Complete the following →
**a.** Reproduce the part of the sample_cqs.json documentation that opens with the words containing "One row per" and closes with "each judge's mean).".
**b.** Carry on the sample_cqs.json documentation from its final line.
Page excerpt Block Start
For kind=idiom_comment: parsed = {"idiomaticity": <1-10>, "comment_quality": <1-10>}.

For kind=rubric: parsed = {"<dim_id>": {"severity": <0-5 or null>, "rationale": "<one sentence>"}, ...} for the 11 rubric dimensions.


sample_cqs.json

One row per extracted generation (1215 in the main run). Produced by compute_sample_cqs(), self-judgments excluded.

Field Type Description
gen_key str Foreign key into generations.jsonl.
n_cross_idiom, n_cross_comment, n_cross_rubric int Number of cross-judge calls contributing to each component.
idiom_score float | null Cross-judge mean of idiomaticity (1–10 scale), clamped.
comment_score float | null Cross-judge mean of comment_quality (1–10 scale), clamped.
rubric_sev_mean float | null Cross-judge mean of per-judge mean severity across rubric dims (0–5 scale, with conditional-N/A nulls excluded from each judge's mean).
per_dim_means dict {dim_id: cross_judge_mean_severity or null} for all 11 rubric dimensions.
Page excerpt Block End
Material provided Block Start
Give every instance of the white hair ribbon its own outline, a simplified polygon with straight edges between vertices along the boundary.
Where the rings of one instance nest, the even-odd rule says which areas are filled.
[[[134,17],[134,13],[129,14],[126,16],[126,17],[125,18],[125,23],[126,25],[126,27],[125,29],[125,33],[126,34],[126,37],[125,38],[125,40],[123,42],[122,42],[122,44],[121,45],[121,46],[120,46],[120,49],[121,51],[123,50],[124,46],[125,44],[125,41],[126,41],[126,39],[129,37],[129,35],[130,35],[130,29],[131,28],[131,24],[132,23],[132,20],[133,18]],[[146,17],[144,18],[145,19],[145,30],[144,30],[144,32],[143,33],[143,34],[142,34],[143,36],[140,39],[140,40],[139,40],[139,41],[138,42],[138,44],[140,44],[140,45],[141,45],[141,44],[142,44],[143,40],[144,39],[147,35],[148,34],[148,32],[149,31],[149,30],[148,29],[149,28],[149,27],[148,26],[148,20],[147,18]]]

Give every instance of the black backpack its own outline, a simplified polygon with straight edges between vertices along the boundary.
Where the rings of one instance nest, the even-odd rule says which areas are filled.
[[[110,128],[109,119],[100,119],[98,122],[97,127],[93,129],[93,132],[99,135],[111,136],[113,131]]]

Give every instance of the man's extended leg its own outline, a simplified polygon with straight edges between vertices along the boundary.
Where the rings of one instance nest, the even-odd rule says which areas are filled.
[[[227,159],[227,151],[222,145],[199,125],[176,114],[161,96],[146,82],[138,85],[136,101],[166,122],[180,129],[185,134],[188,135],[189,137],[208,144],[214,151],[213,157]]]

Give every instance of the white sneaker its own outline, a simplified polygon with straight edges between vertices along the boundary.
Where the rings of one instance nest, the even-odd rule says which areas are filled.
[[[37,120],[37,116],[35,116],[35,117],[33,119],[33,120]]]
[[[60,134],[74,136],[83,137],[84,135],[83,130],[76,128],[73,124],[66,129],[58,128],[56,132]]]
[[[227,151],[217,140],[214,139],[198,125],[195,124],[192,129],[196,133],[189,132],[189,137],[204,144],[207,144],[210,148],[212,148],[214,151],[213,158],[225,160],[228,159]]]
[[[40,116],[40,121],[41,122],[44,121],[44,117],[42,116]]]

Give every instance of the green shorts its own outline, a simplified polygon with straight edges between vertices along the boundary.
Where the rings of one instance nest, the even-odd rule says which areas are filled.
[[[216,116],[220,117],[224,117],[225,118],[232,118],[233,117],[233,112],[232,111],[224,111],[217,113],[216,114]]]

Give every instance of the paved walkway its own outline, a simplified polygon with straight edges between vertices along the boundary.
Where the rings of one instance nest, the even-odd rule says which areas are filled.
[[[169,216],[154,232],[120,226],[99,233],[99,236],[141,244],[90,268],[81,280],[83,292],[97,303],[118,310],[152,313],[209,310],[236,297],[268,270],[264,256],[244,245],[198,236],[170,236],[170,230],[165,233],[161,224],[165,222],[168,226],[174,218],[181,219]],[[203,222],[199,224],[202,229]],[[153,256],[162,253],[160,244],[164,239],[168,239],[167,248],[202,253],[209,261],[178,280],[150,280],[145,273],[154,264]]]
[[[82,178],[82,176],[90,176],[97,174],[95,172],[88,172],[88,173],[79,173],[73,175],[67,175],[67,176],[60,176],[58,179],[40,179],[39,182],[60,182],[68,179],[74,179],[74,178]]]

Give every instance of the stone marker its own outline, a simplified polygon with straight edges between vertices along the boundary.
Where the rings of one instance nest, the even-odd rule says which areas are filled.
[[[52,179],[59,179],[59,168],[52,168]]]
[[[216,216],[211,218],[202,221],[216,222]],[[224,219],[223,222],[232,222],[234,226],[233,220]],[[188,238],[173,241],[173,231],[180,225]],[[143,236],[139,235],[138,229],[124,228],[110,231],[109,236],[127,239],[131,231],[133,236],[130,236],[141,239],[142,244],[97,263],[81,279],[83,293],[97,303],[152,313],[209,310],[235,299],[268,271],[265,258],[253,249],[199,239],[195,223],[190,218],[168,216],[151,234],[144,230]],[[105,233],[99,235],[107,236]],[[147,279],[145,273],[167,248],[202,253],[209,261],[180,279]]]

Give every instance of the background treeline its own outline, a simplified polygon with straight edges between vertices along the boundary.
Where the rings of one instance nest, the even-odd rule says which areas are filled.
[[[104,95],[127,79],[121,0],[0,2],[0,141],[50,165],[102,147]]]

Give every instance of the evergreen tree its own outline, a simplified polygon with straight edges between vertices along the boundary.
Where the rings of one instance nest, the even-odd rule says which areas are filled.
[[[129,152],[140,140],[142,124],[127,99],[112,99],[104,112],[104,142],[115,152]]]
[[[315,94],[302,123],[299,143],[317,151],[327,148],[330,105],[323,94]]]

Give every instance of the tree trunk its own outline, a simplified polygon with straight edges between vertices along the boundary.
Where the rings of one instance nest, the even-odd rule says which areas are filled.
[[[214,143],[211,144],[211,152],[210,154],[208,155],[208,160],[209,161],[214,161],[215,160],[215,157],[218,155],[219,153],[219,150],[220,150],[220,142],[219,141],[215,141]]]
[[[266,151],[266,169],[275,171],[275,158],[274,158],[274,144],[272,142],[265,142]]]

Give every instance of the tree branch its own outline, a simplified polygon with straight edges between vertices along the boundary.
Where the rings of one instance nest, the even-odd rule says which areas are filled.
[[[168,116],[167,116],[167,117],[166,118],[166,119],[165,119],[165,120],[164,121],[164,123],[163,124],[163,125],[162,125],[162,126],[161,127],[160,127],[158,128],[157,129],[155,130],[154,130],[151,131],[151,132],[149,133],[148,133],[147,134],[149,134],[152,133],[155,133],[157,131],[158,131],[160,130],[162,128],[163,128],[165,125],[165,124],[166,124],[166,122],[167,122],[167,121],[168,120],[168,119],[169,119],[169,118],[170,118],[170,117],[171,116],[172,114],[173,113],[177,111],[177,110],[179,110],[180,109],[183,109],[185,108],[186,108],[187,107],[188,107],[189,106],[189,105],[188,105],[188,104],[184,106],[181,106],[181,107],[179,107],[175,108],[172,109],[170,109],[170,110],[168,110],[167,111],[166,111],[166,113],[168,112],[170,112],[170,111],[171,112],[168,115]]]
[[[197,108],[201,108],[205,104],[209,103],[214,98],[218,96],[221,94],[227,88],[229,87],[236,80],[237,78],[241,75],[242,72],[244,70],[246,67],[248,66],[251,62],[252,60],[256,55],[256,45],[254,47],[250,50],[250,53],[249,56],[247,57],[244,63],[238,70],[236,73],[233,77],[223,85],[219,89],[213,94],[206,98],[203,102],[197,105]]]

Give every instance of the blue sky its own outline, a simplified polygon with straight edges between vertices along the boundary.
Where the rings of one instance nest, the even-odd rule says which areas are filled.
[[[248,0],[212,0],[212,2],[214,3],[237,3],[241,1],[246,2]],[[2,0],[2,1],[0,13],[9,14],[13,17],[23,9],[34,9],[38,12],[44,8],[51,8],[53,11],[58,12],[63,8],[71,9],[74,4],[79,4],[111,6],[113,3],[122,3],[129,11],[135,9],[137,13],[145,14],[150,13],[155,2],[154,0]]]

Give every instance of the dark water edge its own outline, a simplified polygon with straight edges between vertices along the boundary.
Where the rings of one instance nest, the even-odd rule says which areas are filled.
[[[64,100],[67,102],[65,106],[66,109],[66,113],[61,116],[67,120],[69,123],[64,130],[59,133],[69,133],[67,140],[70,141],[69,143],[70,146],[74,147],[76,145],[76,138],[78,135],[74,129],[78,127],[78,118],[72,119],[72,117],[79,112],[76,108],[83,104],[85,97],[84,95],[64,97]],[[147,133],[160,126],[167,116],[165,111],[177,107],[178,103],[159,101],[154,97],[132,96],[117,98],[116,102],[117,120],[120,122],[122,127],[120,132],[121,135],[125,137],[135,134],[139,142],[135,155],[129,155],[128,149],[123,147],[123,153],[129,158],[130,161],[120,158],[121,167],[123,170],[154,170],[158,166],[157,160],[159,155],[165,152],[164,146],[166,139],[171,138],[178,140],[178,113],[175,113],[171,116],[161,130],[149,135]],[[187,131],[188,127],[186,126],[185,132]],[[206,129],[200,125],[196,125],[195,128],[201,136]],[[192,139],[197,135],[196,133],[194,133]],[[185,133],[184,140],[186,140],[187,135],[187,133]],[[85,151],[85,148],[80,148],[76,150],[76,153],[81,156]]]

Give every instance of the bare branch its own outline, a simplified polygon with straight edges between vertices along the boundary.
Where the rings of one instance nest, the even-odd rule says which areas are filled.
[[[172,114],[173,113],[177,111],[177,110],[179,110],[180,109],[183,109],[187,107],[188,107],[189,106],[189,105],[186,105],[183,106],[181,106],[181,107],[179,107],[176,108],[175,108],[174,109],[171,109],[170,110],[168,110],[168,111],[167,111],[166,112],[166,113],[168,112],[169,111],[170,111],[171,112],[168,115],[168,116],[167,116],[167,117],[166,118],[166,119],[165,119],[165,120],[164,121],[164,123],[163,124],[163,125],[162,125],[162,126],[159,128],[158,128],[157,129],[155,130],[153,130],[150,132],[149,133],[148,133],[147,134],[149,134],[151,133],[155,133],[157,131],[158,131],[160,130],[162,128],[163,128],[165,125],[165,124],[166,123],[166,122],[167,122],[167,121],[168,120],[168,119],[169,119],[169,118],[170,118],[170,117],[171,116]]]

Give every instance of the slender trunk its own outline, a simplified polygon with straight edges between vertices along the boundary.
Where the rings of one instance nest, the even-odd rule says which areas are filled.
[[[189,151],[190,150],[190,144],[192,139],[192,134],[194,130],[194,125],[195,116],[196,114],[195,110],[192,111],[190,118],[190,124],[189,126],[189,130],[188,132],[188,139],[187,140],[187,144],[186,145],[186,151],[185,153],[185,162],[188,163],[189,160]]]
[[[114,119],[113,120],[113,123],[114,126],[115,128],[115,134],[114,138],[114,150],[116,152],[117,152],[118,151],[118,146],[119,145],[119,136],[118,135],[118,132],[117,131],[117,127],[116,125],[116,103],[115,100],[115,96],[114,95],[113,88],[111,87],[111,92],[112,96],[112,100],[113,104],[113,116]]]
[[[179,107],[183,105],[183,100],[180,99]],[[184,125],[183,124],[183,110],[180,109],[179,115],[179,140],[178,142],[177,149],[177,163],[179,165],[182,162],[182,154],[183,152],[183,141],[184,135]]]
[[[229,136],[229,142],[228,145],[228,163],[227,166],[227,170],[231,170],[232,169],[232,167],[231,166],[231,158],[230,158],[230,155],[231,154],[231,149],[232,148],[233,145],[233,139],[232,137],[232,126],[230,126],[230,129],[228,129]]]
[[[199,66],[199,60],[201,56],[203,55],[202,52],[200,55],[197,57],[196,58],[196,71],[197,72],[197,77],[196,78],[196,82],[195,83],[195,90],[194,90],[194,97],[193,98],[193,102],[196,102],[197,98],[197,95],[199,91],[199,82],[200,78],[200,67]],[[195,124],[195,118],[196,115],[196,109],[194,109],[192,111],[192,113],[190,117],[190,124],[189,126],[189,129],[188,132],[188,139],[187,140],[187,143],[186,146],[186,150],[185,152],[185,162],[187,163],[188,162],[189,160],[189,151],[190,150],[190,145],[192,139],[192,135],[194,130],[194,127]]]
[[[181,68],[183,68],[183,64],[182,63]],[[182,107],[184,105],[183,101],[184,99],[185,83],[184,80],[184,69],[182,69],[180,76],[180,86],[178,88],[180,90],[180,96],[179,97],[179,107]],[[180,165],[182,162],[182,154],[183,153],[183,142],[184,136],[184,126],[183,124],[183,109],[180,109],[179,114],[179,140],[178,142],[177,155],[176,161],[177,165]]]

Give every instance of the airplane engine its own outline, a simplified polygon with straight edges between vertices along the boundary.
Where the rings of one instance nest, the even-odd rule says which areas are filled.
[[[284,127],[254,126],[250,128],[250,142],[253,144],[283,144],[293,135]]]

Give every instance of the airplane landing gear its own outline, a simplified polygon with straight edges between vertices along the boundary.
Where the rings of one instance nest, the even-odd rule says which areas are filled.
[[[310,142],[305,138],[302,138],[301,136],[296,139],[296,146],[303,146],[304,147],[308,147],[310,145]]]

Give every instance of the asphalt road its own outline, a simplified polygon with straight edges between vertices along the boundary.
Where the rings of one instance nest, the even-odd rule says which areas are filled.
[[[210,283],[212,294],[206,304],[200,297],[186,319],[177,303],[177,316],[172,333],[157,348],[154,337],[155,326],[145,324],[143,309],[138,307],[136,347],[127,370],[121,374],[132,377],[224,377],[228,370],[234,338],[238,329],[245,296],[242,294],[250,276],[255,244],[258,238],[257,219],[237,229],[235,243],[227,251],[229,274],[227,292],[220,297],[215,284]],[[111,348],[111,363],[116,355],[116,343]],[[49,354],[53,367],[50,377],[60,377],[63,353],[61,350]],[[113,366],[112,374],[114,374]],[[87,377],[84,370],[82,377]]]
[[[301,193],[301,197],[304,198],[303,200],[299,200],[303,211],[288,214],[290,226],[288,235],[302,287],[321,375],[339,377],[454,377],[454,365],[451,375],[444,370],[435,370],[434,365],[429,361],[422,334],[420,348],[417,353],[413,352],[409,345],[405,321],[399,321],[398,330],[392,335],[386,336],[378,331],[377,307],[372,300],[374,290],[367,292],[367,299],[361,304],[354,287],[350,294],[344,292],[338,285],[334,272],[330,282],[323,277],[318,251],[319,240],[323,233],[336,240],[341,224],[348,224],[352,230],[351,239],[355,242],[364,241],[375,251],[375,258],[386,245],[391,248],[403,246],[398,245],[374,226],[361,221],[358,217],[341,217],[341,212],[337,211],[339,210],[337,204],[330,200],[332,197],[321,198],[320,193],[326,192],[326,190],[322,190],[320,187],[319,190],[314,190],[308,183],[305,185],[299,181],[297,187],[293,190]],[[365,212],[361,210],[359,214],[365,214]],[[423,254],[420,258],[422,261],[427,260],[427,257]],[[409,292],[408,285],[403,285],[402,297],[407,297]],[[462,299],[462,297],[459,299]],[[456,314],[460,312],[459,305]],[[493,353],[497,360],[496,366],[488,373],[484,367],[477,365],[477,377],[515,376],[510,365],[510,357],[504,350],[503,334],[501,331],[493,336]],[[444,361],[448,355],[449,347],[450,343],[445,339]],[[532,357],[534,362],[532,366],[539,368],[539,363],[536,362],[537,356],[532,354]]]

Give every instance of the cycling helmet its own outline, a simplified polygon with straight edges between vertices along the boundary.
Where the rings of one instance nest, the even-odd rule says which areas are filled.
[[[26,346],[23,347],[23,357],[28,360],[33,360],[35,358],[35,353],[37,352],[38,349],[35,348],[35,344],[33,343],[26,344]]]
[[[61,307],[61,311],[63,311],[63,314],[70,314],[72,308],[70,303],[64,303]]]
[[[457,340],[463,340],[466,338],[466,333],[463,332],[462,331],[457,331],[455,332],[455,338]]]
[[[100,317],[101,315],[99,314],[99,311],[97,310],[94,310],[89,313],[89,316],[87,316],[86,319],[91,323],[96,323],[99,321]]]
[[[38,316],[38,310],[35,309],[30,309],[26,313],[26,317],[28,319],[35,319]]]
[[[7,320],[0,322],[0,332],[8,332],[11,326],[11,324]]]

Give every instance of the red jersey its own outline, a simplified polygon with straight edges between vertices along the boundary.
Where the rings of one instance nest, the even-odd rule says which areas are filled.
Material provided Block End
Answers for each item →
**a.**
One row per extracted generation (1215 in the main run). Produced by compute_sample_cqs(), self-judgments excluded.

Field Type Description
gen_key str Foreign key into generations.jsonl.
n_cross_idiom, n_cross_comment, n_cross_rubric int Number of cross-judge calls contributing to each component.
idiom_score float | null Cross-judge mean of idiomaticity (1–10 scale), clamped.
comment_score float | null Cross-judge mean of comment_quality (1–10 scale), clamped.
rubric_sev_mean float | null Cross-judge mean of per-judge mean severity across rubric dims (0–5 scale, with conditional-N/A nulls excluded from each judge's mean).

**b.**
cqs_craft float | null 0.45·(idiom/10) + 0.45·(comment/10) + 0.10·(1 − rubric_sev_mean/5). Null iff any component is null.

static_analysis.jsonl

One row per extracted generation, computed by compute_static_metrics() via subprocess calls to radon / pylint / flake8. Diagnostic panel only — never enters CQS.

Field Type Description
key str Foreign key into generations.jsonl.
avg_cyclomatic, max_cyclomatic float radon cyclomatic complexity.
maintainability_index float radon MI.
halstead_volume, halstead_difficulty float radon Halstead metrics.
pylint_errors, pylint_warnings, pylint_conventions, pylint_refactor float pylint message counts.
cognitive_complexity_violations float flake8-cognitive-complexity CCR001 violations at --max-cognitive-complexity=30.
error str (optional) Present iff static analysis itself failed.

REPORT.md

Human-readable summary, written by write_report(). Sections:

  1. Primary — CQS-craft by preamble (pooled). Per-condition mean + 95% bootstrap CI + Kruskal–Wallis omnibus.
  2. Tier stratification. Same table, split by reasoning vs non-reasoning.
  3. Category stratification. Same table, split by creation vs refactor.
  4. Per-dimension severity by preamble (cross-judge means). 11 rubric dims × 9 conditions, with KW p per dim.
  5. Static-analysis diagnostic panel. Confirmation that static metrics remain flat across conditions (the v1 false-null reproduction).
  6. Run cost + parse-fail rate.

The headline KW p = 9.24 × 10⁻¹⁸ on pooled CQS-craft is in §1.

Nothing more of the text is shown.